> **Problem to solve**: In the listing below, find every line that contains the word "front" and copy each of those lines.

> **Data extract**:
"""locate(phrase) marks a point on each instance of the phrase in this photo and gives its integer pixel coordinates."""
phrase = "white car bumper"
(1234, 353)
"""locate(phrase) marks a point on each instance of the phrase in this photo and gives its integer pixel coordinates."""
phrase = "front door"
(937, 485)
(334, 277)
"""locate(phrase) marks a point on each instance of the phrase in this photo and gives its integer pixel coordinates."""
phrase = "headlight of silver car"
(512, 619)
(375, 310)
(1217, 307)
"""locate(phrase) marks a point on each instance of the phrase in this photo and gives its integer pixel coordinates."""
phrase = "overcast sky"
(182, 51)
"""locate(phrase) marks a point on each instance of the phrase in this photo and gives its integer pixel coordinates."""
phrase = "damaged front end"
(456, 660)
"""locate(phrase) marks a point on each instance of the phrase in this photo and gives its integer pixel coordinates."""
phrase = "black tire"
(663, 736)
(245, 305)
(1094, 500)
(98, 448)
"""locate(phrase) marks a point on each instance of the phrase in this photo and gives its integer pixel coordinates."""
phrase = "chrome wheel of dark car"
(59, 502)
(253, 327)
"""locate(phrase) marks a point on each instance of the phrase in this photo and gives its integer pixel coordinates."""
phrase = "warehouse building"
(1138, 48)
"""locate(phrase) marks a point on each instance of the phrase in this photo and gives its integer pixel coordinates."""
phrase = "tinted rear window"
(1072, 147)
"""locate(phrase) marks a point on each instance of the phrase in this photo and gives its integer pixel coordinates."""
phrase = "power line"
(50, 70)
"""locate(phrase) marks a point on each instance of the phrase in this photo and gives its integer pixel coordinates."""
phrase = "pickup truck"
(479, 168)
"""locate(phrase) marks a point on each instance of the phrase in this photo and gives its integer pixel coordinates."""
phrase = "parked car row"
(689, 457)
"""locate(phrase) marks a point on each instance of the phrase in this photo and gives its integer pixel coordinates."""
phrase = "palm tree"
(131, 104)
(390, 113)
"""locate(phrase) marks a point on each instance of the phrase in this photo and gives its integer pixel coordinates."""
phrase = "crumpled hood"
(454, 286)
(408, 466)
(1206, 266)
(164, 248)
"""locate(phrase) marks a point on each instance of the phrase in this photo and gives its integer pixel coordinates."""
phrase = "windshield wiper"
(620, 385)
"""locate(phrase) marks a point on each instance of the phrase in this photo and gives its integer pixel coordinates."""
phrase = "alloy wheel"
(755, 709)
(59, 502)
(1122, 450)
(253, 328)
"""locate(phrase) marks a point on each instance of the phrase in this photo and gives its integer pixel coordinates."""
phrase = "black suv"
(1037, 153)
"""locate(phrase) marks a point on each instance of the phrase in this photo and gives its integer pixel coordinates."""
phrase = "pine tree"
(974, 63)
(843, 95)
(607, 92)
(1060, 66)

> **Answer to this task**:
phrase = "front door"
phrase = "damaged front end"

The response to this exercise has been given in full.